Shift each coordinate in the material up by 22, then write out again every line, requests included, starting with the line with "the blue sky." and going on through the end of the material. Leave the pictures out of your answer.

● **Listing**
+++

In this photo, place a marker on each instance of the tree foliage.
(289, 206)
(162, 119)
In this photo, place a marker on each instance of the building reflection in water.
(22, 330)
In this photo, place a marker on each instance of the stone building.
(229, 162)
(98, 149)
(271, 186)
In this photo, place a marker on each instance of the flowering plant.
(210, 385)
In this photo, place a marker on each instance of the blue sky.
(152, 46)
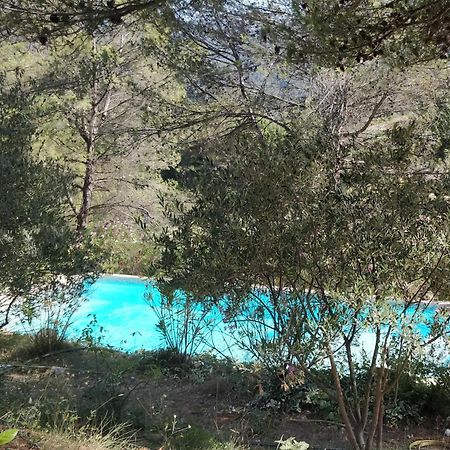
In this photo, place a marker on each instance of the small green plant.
(291, 444)
(8, 436)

+++

● **Answer in full**
In this photo, place a marker on each instance of the blue sky.
(174, 68)
In this photo, place a marker on each instance of the small green plant.
(313, 466)
(30, 458)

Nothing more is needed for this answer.